AUFGABENSTELLUNG:
A. Für welche Ablösesumme wechselte Adi Hütter laut dem Text über Borussia Mönchengladbach von Eintracht Frankfurt zur Borussia?
B. Ersetze im Text über Borussia Mönchengladbach „Hannover 96“ durch „Fortuna Düsseldorf“ und gib dabei alles von „Pokal-Debakel in Hannover“ bis hinunter zu „etwas zu sehen.“ wieder.
C. Führe den Text über Borussia Mönchengladbach im Anschluss an seinen letzten Satz weiter.

TEXT ZUR ANALYSE:
● ● ● ● ● ● ●

Die Liga schaut fassungslos auf Borussia Mönchengladbach. Vergangene Saison noch Achtelfinalist in der Champions League – nächste Saison dann zweite Fußball-Bundesliga?
Ausgeschlossen ist das nicht mehr. Am Samstag gegen Union Berlin (15.30 Uhr/Sky) droht endgültig der Sturz in die Abstiegsregion. Die Situation lässt auch Trainer Adi Hütter fast verzweifeln.
«Das ist sicherlich gerade die schwierigste Situation in meiner 13-jährigen Trainer-Tätigkeit», gestand der 51 Jahre alte Österreicher, der im Sommer als großer Hoffnungsträger für 7,5 Millionen Euro Ablöse von Eintracht Frankfurt gekommen war, am Freitag offen. «Natürlich habe ich so etwas nicht erwartet. Ich habe etwas ganz anderes erwartet. Aber manchmal läuft es eben anders.»
Pokal-Debakel in Hannover
Nach dem peinlichen 0:3 im DFB-Pokal-Achtelfinale beim biederen Zweitligisten Hannover 96, das noch deutlich höher hätte ausfallen können, ist die Bezeichnung «nervös» für die Stimmung im Umfeld der Borussia noch völlig unzureichend. Längst fühlen sich Beobachter an die Zeit vor 2011 erinnert, als sich der fünfmalige Meister erst in der Relegation rettete und anschließend wieder zu einer Top-Adresse in der Bundesliga wurde. Davon ist aktuell kaum etwas zu sehen.
Der Mann, der wie kein Zweiter das Gesicht des Clubs nach außen verkörpert und für den Aufschwung am Niederrhein in der vergangenen Dekade steht, kann derzeit nicht öffentlich sprechen. Sportchef Max Eberl ist laut Verein krank. Vor dem wichtigen Spiel gegen Union konnte es so keine Unterstützung von ihm für den Trainer geben. Derzeit wird munter spekuliert, dass der Österreicher im Falle einer weiteren Pleite trotz der Millionen-Ablöse nicht mehr zu halten sein dürfte. Hütter bezeichnete die Gerüchte als «normalen Prozess».

● ● ● ● ● ● ●

GEGEBENE DATEN:
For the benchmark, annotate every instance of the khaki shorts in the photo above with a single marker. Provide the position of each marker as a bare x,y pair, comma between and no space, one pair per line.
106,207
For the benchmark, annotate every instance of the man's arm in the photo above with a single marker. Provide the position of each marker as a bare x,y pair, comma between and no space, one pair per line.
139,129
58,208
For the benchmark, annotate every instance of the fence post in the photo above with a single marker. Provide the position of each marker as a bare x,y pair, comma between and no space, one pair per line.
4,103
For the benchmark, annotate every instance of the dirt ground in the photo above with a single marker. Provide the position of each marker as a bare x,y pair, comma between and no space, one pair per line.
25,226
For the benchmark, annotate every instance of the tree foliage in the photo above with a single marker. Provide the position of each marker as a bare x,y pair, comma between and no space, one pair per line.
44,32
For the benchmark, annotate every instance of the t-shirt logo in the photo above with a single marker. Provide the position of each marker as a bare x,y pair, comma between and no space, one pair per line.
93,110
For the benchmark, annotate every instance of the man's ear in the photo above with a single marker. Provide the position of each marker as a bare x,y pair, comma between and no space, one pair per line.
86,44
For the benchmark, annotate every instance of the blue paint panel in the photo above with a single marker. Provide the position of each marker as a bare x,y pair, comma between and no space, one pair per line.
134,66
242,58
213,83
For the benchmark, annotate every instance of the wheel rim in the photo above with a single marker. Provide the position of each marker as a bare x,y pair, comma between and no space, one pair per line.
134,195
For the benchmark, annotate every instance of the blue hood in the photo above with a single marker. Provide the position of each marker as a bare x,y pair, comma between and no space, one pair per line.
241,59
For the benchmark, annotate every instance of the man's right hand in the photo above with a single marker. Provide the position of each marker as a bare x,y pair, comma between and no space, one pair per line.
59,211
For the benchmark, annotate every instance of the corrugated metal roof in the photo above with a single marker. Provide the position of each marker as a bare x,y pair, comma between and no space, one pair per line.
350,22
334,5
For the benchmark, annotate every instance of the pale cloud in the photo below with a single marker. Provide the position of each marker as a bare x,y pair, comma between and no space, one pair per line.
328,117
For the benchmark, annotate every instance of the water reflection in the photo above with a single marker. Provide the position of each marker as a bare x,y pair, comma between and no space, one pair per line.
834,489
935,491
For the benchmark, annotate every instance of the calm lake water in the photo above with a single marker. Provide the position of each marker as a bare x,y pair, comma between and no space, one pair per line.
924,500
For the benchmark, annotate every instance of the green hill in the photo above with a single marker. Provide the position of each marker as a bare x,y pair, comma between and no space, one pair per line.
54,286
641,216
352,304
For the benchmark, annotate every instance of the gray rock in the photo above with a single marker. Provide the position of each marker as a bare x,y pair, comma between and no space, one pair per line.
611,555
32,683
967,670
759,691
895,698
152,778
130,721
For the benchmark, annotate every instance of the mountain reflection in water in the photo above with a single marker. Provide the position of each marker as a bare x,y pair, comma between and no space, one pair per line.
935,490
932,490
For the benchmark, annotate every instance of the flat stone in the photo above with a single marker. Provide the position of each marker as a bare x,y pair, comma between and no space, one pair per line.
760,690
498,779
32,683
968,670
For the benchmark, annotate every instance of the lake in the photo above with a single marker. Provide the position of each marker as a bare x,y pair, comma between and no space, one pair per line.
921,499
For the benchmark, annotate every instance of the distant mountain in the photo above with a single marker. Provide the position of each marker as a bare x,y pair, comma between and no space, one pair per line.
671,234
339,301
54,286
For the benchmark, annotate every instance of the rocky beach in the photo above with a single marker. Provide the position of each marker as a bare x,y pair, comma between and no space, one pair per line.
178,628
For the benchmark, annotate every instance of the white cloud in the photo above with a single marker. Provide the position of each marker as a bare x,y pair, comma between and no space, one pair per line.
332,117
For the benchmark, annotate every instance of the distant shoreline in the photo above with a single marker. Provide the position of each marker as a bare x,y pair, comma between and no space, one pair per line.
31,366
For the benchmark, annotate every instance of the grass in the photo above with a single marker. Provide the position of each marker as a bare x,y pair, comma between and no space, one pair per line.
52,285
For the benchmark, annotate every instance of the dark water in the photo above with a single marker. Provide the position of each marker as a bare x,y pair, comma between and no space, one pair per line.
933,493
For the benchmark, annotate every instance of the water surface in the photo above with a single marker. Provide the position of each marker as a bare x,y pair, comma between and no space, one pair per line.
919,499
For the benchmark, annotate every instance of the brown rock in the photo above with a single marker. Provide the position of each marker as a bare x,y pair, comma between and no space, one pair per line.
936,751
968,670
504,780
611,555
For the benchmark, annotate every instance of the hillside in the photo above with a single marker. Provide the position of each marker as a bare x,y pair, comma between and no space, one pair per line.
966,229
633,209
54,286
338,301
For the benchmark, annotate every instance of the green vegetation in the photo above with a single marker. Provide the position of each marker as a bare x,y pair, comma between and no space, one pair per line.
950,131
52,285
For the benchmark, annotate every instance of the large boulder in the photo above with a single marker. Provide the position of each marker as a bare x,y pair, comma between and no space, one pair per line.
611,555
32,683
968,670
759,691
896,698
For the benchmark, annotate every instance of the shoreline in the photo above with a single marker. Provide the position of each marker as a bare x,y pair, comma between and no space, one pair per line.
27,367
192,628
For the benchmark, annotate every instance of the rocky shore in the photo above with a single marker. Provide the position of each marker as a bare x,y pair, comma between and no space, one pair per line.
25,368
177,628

● ● ● ● ● ● ●

ERGEBNISSE IN REIHENFOLGE:
A. Für 7,5 Millionen Euro.

B.
Pokal-Debakel in Hannover
Nach dem peinlichen 0:3 im DFB-Pokal-Achtelfinale beim biederen Zweitligisten Fortuna Düsseldorf, das noch deutlich höher hätte ausfallen können, ist die Bezeichnung «nervös» für die Stimmung im Umfeld der Borussia noch völlig unzureichend. Längst fühlen sich Beobachter an die Zeit vor 2011 erinnert, als sich der fünfmalige Meister erst in der Relegation rettete und anschließend wieder zu einer Top-Adresse in der Bundesliga wurde. Davon ist aktuell kaum etwas zu sehen.

C.
Hütter unter Druck
Angst um seinen Job hat er aber (noch) nicht. «Ich spüre sehr viel Vertrauen innerhalb des Vereins von den handelnden Personen», berichtete Hütter. «Das tut mir auch gut, aber wir wissen auch, dass wir die Situation sehr schnell verändern müssen.»
Anfang Dezember, als die Borussia unter anderem im Derby beim 1. FC Köln (1:4) und gegen den SC Freiburg (0:6) dramatische Niederlagen und binnen drei Spielen 17 Gegentore kassierte, hatte Eberl Fragen nach Hütter noch als «absurd» abgetan und klargestellt: «Man entscheidet sich ja bewusst für einen gemeinsamen Weg. Wir gehen jetzt auch gemeinsam durch dick und dünn.» Ohnehin ist Eberl nicht als jemand bekannt, der einen Trainer in Krisen schnell beurlaubt.
Doch was ist in Gladbach derzeit noch normal? Dieselben Spieler, die in der Vorsaison noch Champions-League-Galas gegen Real Madrid, Inter Mailand und Schachtjor Donezk zelebrierten oder in dieser Saison zweimal den FC Bayern besiegten und dabei im Pokal sogar 5:0 demütigten, präsentierten sich zuletzt teilweise amateurhaft. «Natürlich ist das unverständlich», sagte selbst Hütter, der nach eigener Auskunft aber noch nicht ratlos ist.
Eberl bei Fans in der Kritik
Bei den Fans wird für die teils phlegmatischen Auftritte der Spieler inzwischen auch Eberl verantwortlich gemacht, weil etliche Profis auch laut Hütter derzeit mehr mit der eigenen Zukunft beschäftigt sind. «Das gab es so vorher nicht», bemerkte unter anderem die «Rheinische Post» treffend zu Kritik an Eberl.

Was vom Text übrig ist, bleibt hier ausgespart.